Given exercise:
Reproduce the data that follows in its entirety, character for character.

Object location annotation data

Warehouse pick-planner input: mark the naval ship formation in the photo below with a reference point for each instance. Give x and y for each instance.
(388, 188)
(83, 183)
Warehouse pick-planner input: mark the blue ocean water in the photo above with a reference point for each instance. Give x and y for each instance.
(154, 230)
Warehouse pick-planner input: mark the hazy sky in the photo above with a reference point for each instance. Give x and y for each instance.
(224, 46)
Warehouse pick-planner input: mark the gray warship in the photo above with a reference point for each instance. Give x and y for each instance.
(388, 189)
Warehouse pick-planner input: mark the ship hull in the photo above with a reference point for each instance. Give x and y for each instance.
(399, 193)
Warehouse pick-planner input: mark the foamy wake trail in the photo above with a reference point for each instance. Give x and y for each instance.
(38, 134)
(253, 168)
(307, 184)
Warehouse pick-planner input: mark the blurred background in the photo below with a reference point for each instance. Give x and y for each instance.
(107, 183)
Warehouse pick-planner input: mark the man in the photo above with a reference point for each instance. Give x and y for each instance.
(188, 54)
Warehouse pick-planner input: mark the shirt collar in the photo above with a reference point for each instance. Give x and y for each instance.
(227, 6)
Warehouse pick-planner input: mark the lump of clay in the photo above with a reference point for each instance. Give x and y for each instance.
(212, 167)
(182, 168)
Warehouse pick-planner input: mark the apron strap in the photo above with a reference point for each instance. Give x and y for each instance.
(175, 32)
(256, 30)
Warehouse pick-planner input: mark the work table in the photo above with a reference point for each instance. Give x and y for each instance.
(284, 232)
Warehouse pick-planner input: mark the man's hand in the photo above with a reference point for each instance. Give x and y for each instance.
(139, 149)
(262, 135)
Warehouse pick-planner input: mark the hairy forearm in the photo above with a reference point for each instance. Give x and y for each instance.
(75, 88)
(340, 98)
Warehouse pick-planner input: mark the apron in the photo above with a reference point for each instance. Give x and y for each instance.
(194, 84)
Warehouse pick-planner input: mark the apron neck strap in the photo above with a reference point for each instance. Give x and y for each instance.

Output of the exercise:
Warehouse pick-planner input: mark the naval ship formation in the photo below with a reference point for each instance. Give x and y for each instance.
(388, 188)
(83, 183)
Warehouse pick-planner input: mark the blue ocean water in the photo above with a reference point for each instance. Give x and y for each instance.
(154, 230)
Warehouse pick-planner input: mark the hazy sky in the photo above with a reference point for each instance. Give x and y for each instance.
(224, 46)
Warehouse pick-planner input: mark the gray warship in the photo above with a reference point for each instance. Give x and y for each instance.
(388, 189)
Warehouse pick-planner input: mark the ship hull in the photo above with a reference point for each instance. Give x and y for each instance.
(399, 193)
Warehouse pick-planner input: mark the foamy wake trail in the photo above with a reference point for each instance. Give x and y for each instance.
(38, 134)
(253, 168)
(307, 184)
Warehouse pick-planner input: mark the blurred background in the photo below with a reference point for each instance. Give x and y for each instance.
(107, 183)
Warehouse pick-planner input: mark the man in the photo above with a reference point for each instance. Give x and y for each instance.
(188, 54)
Warehouse pick-planner input: mark the shirt collar in the photo above with a reference point for each instance. Give x and y for each instance.
(227, 6)
Warehouse pick-planner input: mark the lump of clay in the photo above with a reference point for each instance. Give x and y for each instance.
(212, 167)
(182, 168)
Warehouse pick-planner input: mark the apron strap in the photo above with a reference point for each instance. Give x and y for each instance.
(175, 32)
(256, 30)
Warehouse pick-planner input: mark the work table in the photo above with a reference point for each instance. Give x and y for each instance.
(284, 232)
Warehouse pick-planner input: mark the man's hand in the photo above with a reference point for each instance. Give x and y for each instance.
(139, 149)
(262, 135)
Warehouse pick-planner input: mark the hairy forearm in the photo above with a reference point for each instance. Give x and y for each instance.
(75, 88)
(340, 98)
Warehouse pick-planner input: mark the apron in the photo above with a reference point for each instance. Give x and y for each instance.
(194, 84)
Warehouse pick-planner input: mark the apron neck strap in the photo above with a reference point for each instance. Give x and y for each instance.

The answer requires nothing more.